(Pointing dataset records)
● ● ● ● ● ● ●

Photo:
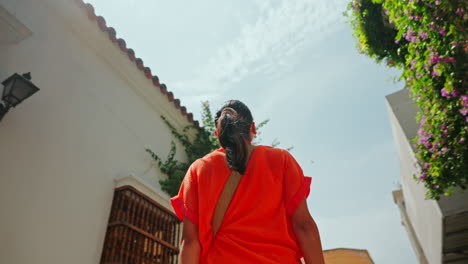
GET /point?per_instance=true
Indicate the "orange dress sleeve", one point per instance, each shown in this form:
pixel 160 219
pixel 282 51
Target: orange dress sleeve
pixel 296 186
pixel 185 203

● ● ● ● ● ● ●

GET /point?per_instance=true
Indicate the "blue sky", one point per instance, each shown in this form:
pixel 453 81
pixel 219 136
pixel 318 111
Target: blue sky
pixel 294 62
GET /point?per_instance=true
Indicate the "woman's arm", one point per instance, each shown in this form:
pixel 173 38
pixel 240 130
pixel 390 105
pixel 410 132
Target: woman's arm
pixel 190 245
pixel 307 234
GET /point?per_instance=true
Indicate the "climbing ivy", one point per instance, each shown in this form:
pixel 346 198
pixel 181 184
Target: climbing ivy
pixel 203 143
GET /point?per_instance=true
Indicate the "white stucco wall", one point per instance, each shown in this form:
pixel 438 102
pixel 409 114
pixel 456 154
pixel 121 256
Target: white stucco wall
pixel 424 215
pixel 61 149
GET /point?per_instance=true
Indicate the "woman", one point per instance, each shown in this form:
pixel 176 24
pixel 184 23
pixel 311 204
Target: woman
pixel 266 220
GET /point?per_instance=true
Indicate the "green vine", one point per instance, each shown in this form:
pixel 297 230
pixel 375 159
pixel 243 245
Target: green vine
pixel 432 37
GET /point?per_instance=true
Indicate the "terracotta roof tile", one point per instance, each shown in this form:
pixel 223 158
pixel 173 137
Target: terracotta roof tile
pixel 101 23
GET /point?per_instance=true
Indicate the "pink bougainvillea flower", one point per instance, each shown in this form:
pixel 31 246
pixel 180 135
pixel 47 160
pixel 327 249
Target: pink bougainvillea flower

● ● ● ● ● ● ●

▶ [Problem details]
Pull out every line in the entries above that contains the word "orange", copying each one in full.

▶ [Final answer]
Indicate the "orange dress sleeve", one point per instance, each shown in this form:
Target: orange dress sleeve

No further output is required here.